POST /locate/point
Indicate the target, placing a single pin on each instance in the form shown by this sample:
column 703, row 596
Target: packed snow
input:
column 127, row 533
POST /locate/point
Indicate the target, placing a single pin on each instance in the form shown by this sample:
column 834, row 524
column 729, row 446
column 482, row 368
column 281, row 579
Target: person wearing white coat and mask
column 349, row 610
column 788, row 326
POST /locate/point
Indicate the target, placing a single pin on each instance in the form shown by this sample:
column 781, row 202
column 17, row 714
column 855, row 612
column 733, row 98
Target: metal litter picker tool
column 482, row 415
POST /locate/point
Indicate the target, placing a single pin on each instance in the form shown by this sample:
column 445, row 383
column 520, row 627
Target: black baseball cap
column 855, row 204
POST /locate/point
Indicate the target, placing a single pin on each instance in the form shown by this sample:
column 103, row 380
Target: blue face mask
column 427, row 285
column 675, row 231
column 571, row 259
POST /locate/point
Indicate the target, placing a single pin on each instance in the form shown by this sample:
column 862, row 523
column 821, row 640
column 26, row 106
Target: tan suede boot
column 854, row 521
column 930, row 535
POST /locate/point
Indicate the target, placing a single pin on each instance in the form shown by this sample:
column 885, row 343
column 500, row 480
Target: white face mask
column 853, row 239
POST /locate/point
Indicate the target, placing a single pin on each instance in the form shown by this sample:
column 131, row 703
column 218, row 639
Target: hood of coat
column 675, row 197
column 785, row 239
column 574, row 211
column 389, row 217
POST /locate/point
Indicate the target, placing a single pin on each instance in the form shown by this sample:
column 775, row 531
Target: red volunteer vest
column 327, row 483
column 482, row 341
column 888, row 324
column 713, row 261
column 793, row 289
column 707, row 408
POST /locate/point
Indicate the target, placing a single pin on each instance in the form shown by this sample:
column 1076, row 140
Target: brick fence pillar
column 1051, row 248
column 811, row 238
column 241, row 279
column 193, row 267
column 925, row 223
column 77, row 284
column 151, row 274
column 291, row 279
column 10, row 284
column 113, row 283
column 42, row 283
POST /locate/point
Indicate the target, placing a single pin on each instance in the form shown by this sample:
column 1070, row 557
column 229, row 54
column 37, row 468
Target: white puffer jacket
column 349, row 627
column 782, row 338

Task instructions: Every line of the listing is to be returned exactly as given.

Task answer:
POST /locate/point
Indicate the target, placing a single pin on each instance in the form shown by this sample:
column 703, row 596
Target: packed snow
input:
column 127, row 533
POST /locate/point
Indicate the target, placing a single pin on each instance in the form shown by this sample:
column 834, row 524
column 729, row 446
column 482, row 368
column 281, row 579
Target: person wearing white coat and mask
column 349, row 610
column 788, row 326
POST /locate/point
Indicate the target, placing a single pin on each instance in the form shown by this sample:
column 781, row 202
column 17, row 714
column 855, row 612
column 733, row 98
Target: metal litter picker tool
column 482, row 415
POST /locate/point
Indicate the target, placing a single pin on each instance in the form shown by this sample:
column 445, row 383
column 520, row 627
Target: black baseball cap
column 855, row 204
POST /locate/point
Indicate the target, placing a single pin on each instance in the form shown by this sample:
column 103, row 380
Target: blue face mask
column 427, row 285
column 675, row 231
column 571, row 259
POST /locate/point
Indicate the target, placing a single pin on each instance in the form shown by this sample:
column 862, row 523
column 821, row 640
column 26, row 106
Target: tan suede boot
column 854, row 521
column 930, row 535
POST /locate/point
Indicate the target, placing a single pin on each instance in the form shown by this sample:
column 885, row 343
column 500, row 480
Target: white face mask
column 853, row 239
POST /locate/point
Indicate the target, placing a single pin on each instance in the form shown by this sample:
column 131, row 703
column 218, row 639
Target: hood of coat
column 675, row 197
column 785, row 239
column 574, row 211
column 389, row 217
POST /locate/point
Indicate the target, placing a single pin on each instance in the form shown by this sample:
column 775, row 531
Target: red volunteer vest
column 327, row 483
column 482, row 341
column 888, row 324
column 713, row 261
column 793, row 289
column 707, row 408
POST /locate/point
Indicate the target, placing a single pin on each instance in the form shown by this sample:
column 1076, row 140
Target: brick fence pillar
column 1051, row 248
column 811, row 238
column 241, row 279
column 193, row 267
column 925, row 223
column 77, row 284
column 151, row 274
column 291, row 279
column 10, row 284
column 113, row 283
column 42, row 283
POST /locate/point
Indicate the target, placing a single pin on each instance in the form shown by this sample:
column 1070, row 557
column 229, row 54
column 37, row 468
Target: white puffer jacket
column 349, row 627
column 782, row 338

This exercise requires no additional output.